---- Dataset records

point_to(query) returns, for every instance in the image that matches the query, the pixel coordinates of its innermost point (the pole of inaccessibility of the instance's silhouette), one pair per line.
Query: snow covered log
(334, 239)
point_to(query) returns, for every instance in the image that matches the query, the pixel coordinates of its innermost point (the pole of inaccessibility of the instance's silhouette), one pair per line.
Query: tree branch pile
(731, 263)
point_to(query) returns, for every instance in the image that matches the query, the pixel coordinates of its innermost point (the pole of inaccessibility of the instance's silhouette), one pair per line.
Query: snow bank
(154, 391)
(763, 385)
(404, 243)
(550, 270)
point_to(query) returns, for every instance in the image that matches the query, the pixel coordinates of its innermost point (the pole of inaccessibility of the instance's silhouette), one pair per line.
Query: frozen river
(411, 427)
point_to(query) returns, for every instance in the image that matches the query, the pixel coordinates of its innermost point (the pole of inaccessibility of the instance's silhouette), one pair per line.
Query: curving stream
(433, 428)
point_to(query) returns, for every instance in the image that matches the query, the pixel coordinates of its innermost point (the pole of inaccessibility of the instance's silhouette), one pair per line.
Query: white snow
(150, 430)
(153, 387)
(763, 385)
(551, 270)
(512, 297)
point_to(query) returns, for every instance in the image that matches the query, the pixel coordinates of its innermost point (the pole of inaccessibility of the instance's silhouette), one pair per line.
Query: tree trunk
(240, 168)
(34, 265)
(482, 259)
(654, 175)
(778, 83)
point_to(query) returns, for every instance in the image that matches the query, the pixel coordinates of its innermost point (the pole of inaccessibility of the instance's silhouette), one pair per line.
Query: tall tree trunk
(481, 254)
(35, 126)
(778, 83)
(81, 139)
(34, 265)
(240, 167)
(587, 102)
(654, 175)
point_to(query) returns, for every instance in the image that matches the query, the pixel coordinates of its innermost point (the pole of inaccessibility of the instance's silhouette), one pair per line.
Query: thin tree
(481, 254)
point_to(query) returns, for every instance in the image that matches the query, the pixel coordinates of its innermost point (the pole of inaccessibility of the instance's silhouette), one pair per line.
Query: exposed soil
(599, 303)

--------

* What is required: Repeat all entries. Match them exactly.

* Response for this exercise:
point_to(query) returns, for every instance in the image that matches the query, the pixel coordinates of its innermost point (the pole of inaccessibility of the instance's silhouette), one pair per line.
Query: snow covered log
(334, 239)
point_to(query) returns, for every instance in the image that matches the query, the pixel coordinates of its innermost point (the pole of inaccessibility of the instance's silhouette), one pair per line.
Query: tree branch pile
(731, 263)
point_to(query) returns, for every instance in the image that matches the query, the pixel coordinates of its innermost point (the pole of inaccessibility of the instance's silhouette), one pair per line.
Query: snow bank
(154, 391)
(763, 385)
(404, 243)
(550, 270)
point_to(query) returns, for every instance in the image that matches the query, the pixel coordinates of its innermost point (the pole of inaccessibility of the instance's silhouette), one pair per line.
Query: frozen river
(411, 427)
point_to(query) returns, for every instance in the image that matches the query, the pixel coordinates of its innermost point (the pole of inaccessibility of the instance's silhouette), one pair per line.
Query: curving stream
(433, 428)
point_to(query) returns, for every instance in the image that matches the query, the pixel coordinates of its innermost point (the pole of inaccessibility of the instance's silhouette), one pair per line.
Query: white snow
(150, 430)
(153, 387)
(763, 385)
(551, 270)
(512, 297)
point_to(query) returns, for every instance in the image that matches the query, the pixel coordinates of its innermost point (the pole of inaccessibility of the instance's silhouette), one pair per line.
Query: tree trunk
(240, 168)
(34, 265)
(482, 259)
(654, 175)
(778, 83)
point_to(query) returns, for every instance in the image that matches the query, the pixel coordinates of its innermost point (the pole of inaccessibility of the instance's silhouette), one pair per line.
Query: tall tree trunk
(481, 254)
(35, 126)
(778, 83)
(81, 139)
(34, 265)
(240, 167)
(587, 102)
(654, 175)
point_to(query) returns, for every instance in the image that matches the query, the pixel coordinates of its innermost point (the pole of inaccessibility of the instance's silhouette), one pair per line.
Query: thin tree
(481, 254)
point_to(query) returns, for every instance in the image that matches the query, the pixel coordinates of its innermost point (the pole of inaccessibility of the instance's silhouette), one pair per line.
Query: exposed soil
(599, 303)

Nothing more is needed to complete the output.